Task goal: Write out all of the entries that follow, word for word, but skip the pictures.

Begin

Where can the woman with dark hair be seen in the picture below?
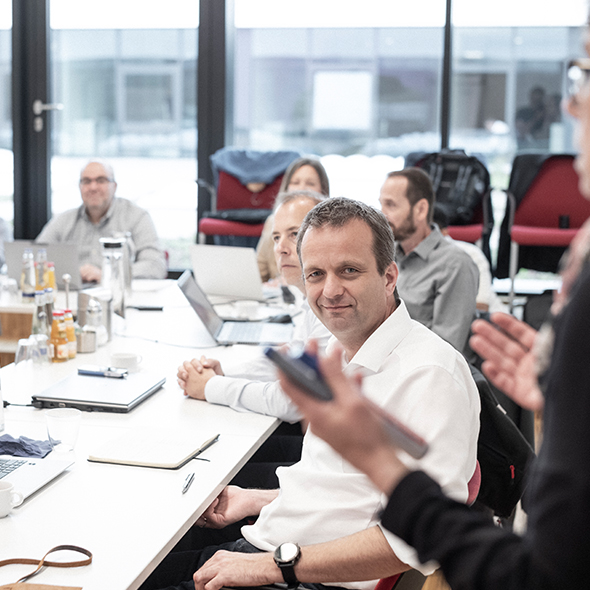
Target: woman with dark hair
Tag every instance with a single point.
(547, 370)
(303, 174)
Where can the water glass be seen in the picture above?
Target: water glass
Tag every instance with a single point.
(26, 350)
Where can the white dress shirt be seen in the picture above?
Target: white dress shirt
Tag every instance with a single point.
(426, 384)
(253, 386)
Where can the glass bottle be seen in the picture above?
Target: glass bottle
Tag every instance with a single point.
(1, 412)
(113, 272)
(51, 279)
(41, 269)
(48, 298)
(70, 333)
(59, 339)
(94, 322)
(27, 277)
(130, 253)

End

Final result:
Where can the woman with dark hair be seen in the picture below?
Target: woman with dark hair
Tag every instance with a single point.
(547, 370)
(303, 174)
Where can the water glass be seen in the picture above?
Target: water glass
Tag every instance with a single point.
(26, 350)
Where can the white dress shirt be seen in the picture above?
Target: white dress shirt
Tag every instance with a single point.
(426, 384)
(253, 386)
Where can the glass bottle be seen in the picture above?
Target: glass bottle
Tag every instance with a single point.
(1, 412)
(113, 272)
(51, 279)
(41, 269)
(48, 298)
(70, 333)
(59, 339)
(94, 322)
(27, 277)
(130, 253)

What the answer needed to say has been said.